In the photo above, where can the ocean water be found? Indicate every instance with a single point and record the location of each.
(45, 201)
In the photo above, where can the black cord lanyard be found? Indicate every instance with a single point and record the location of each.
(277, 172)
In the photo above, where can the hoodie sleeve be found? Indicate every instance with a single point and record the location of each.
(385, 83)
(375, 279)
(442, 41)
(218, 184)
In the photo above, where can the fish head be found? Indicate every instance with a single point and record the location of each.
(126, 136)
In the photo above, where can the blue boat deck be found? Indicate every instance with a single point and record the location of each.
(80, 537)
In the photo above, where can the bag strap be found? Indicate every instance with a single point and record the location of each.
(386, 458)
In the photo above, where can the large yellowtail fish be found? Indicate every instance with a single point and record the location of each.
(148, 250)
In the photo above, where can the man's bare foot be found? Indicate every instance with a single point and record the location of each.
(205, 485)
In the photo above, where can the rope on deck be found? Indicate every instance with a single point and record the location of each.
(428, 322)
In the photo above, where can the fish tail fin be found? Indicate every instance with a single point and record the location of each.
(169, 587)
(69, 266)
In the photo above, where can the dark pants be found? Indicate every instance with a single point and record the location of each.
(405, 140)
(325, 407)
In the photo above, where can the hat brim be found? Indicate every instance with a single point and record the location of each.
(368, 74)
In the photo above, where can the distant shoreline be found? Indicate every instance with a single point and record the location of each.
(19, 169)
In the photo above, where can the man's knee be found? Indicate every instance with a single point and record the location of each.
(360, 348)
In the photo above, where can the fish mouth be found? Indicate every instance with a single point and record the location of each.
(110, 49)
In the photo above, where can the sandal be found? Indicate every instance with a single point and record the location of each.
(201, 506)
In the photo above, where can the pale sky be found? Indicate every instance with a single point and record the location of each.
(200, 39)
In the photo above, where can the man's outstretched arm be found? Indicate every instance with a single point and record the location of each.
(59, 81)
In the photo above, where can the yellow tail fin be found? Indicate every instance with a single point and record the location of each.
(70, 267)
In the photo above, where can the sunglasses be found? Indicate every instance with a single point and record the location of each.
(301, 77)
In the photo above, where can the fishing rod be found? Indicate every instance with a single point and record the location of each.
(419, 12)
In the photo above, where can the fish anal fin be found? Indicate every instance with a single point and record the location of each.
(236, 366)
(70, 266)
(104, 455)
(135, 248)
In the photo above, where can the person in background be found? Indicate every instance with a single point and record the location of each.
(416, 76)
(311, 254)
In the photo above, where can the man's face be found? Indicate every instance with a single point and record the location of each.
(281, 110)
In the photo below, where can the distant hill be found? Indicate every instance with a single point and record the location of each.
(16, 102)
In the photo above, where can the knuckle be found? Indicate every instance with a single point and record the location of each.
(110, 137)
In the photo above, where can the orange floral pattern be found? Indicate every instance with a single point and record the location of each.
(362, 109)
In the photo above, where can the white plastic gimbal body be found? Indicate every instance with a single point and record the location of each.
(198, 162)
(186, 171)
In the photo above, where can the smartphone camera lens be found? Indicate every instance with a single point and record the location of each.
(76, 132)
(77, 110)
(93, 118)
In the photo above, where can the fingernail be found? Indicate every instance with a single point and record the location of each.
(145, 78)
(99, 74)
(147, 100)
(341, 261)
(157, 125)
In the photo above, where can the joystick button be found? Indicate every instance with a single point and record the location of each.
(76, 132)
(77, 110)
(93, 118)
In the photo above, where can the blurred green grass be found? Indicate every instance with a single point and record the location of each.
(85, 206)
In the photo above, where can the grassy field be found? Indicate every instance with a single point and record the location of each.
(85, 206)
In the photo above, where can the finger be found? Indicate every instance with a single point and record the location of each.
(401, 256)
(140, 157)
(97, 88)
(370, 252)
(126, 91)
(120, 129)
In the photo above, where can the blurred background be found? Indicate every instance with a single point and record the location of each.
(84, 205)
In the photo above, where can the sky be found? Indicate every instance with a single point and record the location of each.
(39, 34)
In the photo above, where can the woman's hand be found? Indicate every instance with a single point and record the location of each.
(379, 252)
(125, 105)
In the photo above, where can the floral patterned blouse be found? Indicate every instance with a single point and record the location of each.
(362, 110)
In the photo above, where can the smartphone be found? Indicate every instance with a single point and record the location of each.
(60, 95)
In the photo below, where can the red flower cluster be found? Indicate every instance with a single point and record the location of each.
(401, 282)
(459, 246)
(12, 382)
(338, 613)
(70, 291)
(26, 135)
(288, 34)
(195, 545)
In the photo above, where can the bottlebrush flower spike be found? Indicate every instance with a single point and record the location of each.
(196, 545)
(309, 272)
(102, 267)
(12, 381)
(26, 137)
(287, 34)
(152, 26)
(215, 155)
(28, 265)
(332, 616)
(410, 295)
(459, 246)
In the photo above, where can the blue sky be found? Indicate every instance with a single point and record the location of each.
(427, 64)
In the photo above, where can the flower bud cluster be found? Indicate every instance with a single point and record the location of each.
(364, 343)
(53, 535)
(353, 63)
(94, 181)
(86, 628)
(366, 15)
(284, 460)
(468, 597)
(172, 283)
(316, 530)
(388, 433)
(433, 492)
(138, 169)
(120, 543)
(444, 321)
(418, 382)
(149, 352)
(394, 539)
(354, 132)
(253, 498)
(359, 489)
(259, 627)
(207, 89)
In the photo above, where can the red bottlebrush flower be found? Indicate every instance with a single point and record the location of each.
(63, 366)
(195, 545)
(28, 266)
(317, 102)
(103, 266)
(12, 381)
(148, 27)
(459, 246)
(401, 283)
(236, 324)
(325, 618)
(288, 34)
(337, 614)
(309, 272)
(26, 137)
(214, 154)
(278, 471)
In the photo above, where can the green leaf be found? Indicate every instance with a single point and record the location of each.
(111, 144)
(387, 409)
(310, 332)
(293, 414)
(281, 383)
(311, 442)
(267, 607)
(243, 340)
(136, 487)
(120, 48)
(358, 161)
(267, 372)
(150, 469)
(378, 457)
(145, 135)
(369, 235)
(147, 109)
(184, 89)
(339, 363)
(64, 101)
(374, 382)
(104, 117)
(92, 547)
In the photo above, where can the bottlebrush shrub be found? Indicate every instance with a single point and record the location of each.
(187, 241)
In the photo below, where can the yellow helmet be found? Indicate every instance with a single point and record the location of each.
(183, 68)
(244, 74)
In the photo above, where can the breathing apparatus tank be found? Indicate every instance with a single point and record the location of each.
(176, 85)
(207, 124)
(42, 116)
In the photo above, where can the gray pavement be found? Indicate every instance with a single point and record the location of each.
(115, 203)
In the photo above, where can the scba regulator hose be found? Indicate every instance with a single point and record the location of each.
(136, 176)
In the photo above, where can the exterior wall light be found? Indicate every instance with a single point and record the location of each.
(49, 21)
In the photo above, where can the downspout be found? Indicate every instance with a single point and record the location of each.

************

- _WHAT YOU HAVE TO DO_
Recite the full listing above exactly.

- _SOLUTION_
In the photo above, where can the ocean water be found? Indicate every instance with a single point and record the location of each.
(45, 201)
In the photo above, where can the black cord lanyard be found? Indicate every instance with a single point and record the location of each.
(277, 172)
In the photo above, where can the hoodie sleeve be found? Indicate every instance with a single point and record the location of each.
(385, 83)
(375, 279)
(442, 41)
(218, 184)
In the photo above, where can the fish head be found? Indicate every instance with a single point and record the location of each.
(126, 136)
In the photo above, where can the blue boat deck be found? Indicate every instance with a single point and record the location of each.
(80, 537)
In the photo above, where can the bag strap be found? Indicate every instance with a single point and record the location of each.
(386, 458)
In the photo above, where can the large yellowtail fish be found? Indicate every instance with a single point and record the location of each.
(148, 250)
In the photo above, where can the man's bare foot be found? Indicate every instance with a single point and record the location of each.
(205, 485)
In the photo above, where can the rope on deck be found? Indicate every instance with a single point and record the location of each.
(428, 322)
In the photo above, where can the fish tail fin be found? Indicate every instance with a single point and record the location of each.
(169, 587)
(69, 266)
In the photo above, where can the dark pants be found? Indicate every instance with a single point and record the location of each.
(405, 140)
(325, 407)
In the photo above, where can the hat brim be found? Indicate every instance with a single point and record the location of each.
(368, 74)
In the photo above, where can the distant shoreline be found? Indicate every instance with a single point and record the location of each.
(19, 169)
In the photo above, where can the man's knee be found? Indicate every instance with a single point and record the location of each.
(360, 348)
In the photo above, where can the fish mouth be found? Indicate every instance with a single point and record the location of each.
(110, 49)
In the photo above, where can the sandal be found? Indicate every instance with a single point and record the location of each.
(201, 506)
In the photo above, where can the pale sky be found? Indicate every instance with a single point and record the location of each.
(200, 39)
In the photo above, where can the man's outstretched arm be found? Indicate every instance with a single point and record the location of each.
(59, 81)
In the photo above, where can the yellow tail fin be found? Indicate every instance with a single point and record the location of each.
(70, 267)
In the photo above, where can the sunglasses be found? Indicate every instance with a single point and record the location of each.
(301, 77)
In the photo above, where can the fishing rod be found? Indicate every instance with a single point and record the location of each.
(419, 12)
In the photo above, where can the fish anal fin be found? Indicate every instance with a single point and record the location of each.
(236, 366)
(70, 266)
(104, 455)
(135, 248)
In the photo above, where can the person in background be found? Indicate every instance with a single point and record the location of each.
(416, 76)
(311, 254)
In the photo above, where can the man's face be found? Indicate every instance with a single point and record the location of each.
(281, 110)
In the photo below, where can the distant hill be found? Indicate every instance with a single point and record the location of each.
(16, 102)
In the photo above, where can the knuckle be found? Indicate every instance with a single point and record the location of each.
(110, 137)
In the photo above, where can the orange floral pattern be found? Indicate every instance with a single point and record the location of each.
(362, 109)
In the photo above, where can the white plastic gimbal body be found? Indicate every instance with a single point and record the location of each.
(198, 162)
(186, 171)
In the photo above, where can the smartphone camera lens be found? Indicate every instance with a single point and record the location of each.
(76, 132)
(77, 110)
(93, 118)
In the photo above, where can the fingernail be found? Indicate every instance with a single point and record the location of each.
(145, 78)
(99, 74)
(147, 100)
(341, 261)
(157, 125)
In the photo above, where can the joystick button be found? Indicate every instance with a single point and record the location of each.
(76, 132)
(77, 110)
(93, 118)
In the photo above, where can the blurred green grass be found? Indicate every instance with a single point and record the location of each.
(85, 206)
In the photo above, where can the grassy field be found? Indicate every instance with a single point and record the location of each.
(85, 206)
In the photo above, where can the finger be found? Indicate every instance with a single point and record the location of each.
(401, 256)
(140, 157)
(97, 88)
(370, 252)
(126, 91)
(120, 129)
In the photo above, where can the blurred background be found? Indicate every instance with a single point and record the location of each.
(84, 205)
In the photo above, where can the sky be found? Indicate every instance with a single point and record the location of each.
(39, 34)
In the photo above, where can the woman's hand be found? Indicate every instance with a single point and record the location of each.
(379, 252)
(125, 105)
In the photo above, where can the floral patterned blouse be found? Indicate every instance with a single point and record the location of each.
(362, 110)
In the photo above, where can the smartphone be found? Indicate every instance with a single point and record the location of each.
(60, 95)
In the photo below, where can the red flower cluster be found? Indicate every instance with a single point and record the location of each.
(401, 282)
(459, 246)
(12, 382)
(338, 613)
(70, 291)
(26, 135)
(288, 34)
(195, 545)
In the photo above, where can the bottlebrush flower spike be found? Indicate every instance with a single point and record the location of each.
(196, 545)
(309, 272)
(102, 267)
(12, 381)
(26, 137)
(287, 34)
(152, 26)
(215, 155)
(28, 265)
(332, 616)
(410, 295)
(459, 246)
In the photo above, where can the blue sky be found? Indicate every instance with a single point and record the location of each.
(427, 64)
In the photo above, where can the flower bud cluster be found? Indicate every instance with a single point and record the location of each.
(364, 343)
(53, 535)
(353, 63)
(94, 181)
(86, 628)
(366, 15)
(284, 460)
(468, 597)
(172, 283)
(316, 530)
(388, 433)
(433, 492)
(138, 169)
(120, 543)
(444, 321)
(418, 382)
(149, 352)
(394, 539)
(354, 132)
(253, 498)
(359, 489)
(259, 627)
(207, 89)
In the photo above, where can the red bottlebrush flower be found? Indicate every instance with a single point and record the location of each.
(63, 366)
(195, 545)
(28, 266)
(317, 102)
(103, 266)
(12, 381)
(148, 27)
(459, 246)
(401, 283)
(236, 324)
(325, 618)
(288, 34)
(337, 614)
(309, 272)
(26, 137)
(214, 154)
(278, 471)
In the photo above, where can the green leaf be found? Indicate every instance with a single point and record the location of each.
(111, 144)
(387, 409)
(310, 332)
(293, 414)
(281, 383)
(311, 442)
(267, 607)
(243, 340)
(136, 487)
(120, 48)
(358, 161)
(267, 372)
(150, 469)
(378, 457)
(145, 135)
(369, 235)
(147, 109)
(184, 89)
(339, 363)
(64, 101)
(374, 382)
(104, 117)
(92, 547)
In the photo above, where can the bottlebrush shrub be found? Indicate every instance with a single point and record the location of each.
(187, 241)
In the photo below, where can the yellow helmet be found? Indicate every instance with a single point and record the location of each.
(183, 68)
(244, 74)
In the photo above, where can the breathing apparatus tank be found? Indicate every instance with a single point and record the location of each.
(176, 85)
(207, 124)
(42, 116)
In the photo above, where can the gray pavement be found? Indicate every instance with a single point and record the location of each.
(115, 203)
In the photo above, where can the scba regulator hose be found? Indicate every instance with a single point and record the location of each.
(136, 176)
In the photo above, where can the exterior wall light be found? Indicate every instance with a single point and record the location of each.
(49, 21)
In the photo above, where can the downspout be found? Indicate every instance with a single point and record the location of each.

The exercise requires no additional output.